(Do this)
Locate each line in the records that contains the string "blurred", matching case exactly, and copy every such line.

::: Records provided :::

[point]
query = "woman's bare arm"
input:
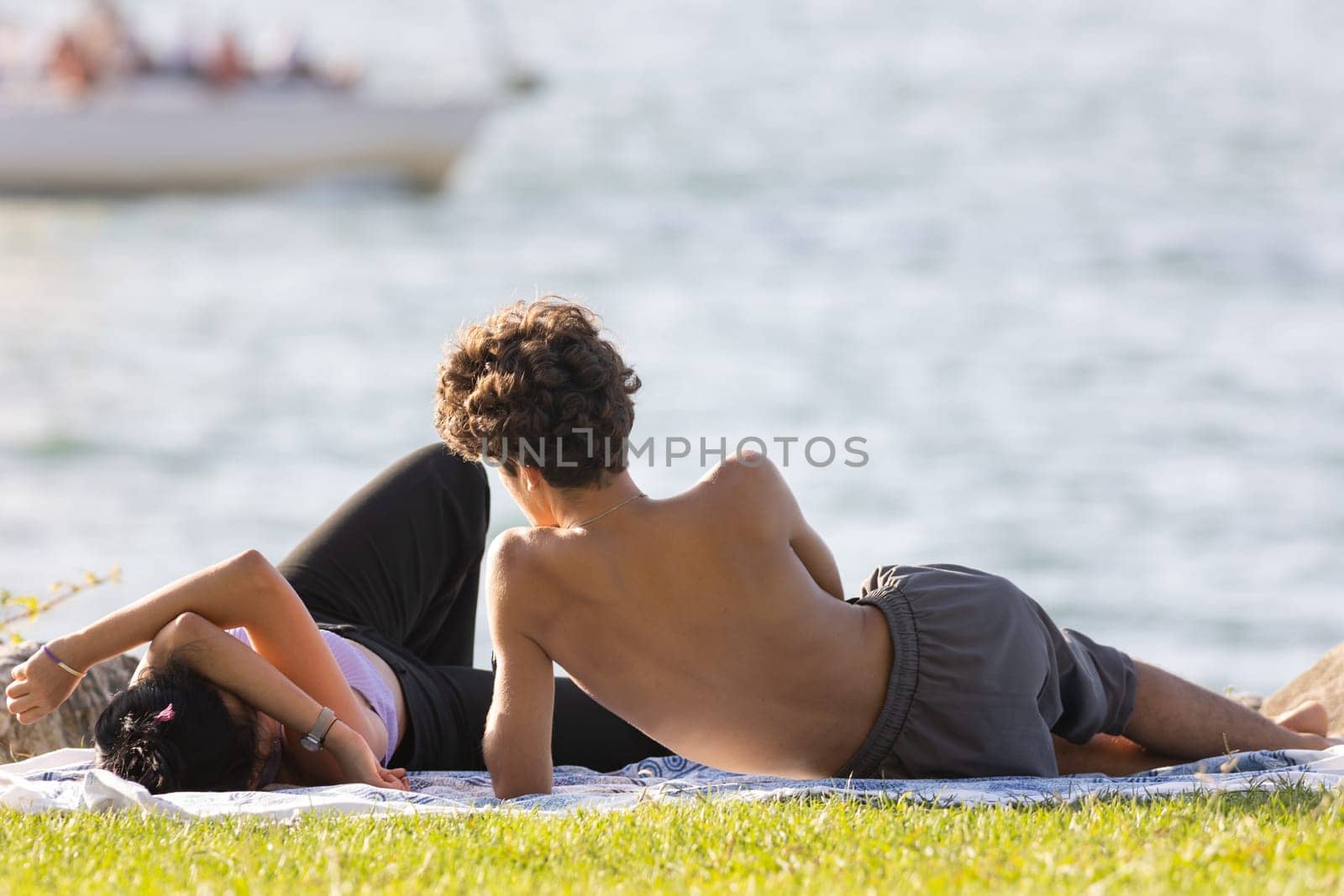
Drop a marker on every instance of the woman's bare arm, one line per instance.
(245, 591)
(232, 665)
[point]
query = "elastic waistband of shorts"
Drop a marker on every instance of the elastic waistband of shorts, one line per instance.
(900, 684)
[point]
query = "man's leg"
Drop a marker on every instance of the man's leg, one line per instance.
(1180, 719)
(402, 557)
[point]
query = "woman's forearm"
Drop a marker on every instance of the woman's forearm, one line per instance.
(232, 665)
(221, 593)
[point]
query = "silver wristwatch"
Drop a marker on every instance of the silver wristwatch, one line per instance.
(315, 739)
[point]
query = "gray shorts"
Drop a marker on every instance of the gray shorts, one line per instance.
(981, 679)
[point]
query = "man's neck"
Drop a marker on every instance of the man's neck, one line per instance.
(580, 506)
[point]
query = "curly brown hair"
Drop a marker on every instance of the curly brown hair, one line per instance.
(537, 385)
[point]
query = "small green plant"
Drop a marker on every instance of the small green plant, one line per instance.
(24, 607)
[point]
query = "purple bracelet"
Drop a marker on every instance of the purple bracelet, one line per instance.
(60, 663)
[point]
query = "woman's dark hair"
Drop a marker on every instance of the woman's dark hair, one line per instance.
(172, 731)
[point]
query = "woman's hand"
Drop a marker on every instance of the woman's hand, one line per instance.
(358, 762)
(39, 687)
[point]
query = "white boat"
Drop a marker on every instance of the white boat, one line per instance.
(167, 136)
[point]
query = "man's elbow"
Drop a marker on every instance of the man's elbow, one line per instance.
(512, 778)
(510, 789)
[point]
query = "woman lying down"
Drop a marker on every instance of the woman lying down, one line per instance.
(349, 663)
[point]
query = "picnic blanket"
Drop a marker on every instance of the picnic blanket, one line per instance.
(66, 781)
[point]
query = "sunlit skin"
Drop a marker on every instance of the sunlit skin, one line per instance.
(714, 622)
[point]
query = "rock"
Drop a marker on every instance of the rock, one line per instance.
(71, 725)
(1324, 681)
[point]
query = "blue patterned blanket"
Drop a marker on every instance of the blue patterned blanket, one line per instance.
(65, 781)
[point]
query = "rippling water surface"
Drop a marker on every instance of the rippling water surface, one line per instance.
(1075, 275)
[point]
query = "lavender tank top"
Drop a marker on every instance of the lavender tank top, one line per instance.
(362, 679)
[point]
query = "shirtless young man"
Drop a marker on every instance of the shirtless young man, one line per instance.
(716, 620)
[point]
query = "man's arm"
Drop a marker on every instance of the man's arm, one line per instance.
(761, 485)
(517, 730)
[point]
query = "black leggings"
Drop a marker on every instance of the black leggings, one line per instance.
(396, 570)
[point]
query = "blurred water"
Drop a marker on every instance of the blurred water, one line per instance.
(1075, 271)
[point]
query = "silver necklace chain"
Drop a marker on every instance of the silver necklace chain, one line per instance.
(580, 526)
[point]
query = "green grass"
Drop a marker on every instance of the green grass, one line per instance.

:::

(Complete response)
query = "blurred water"
Drop a marker on every instance of the blurred water, one line per instance.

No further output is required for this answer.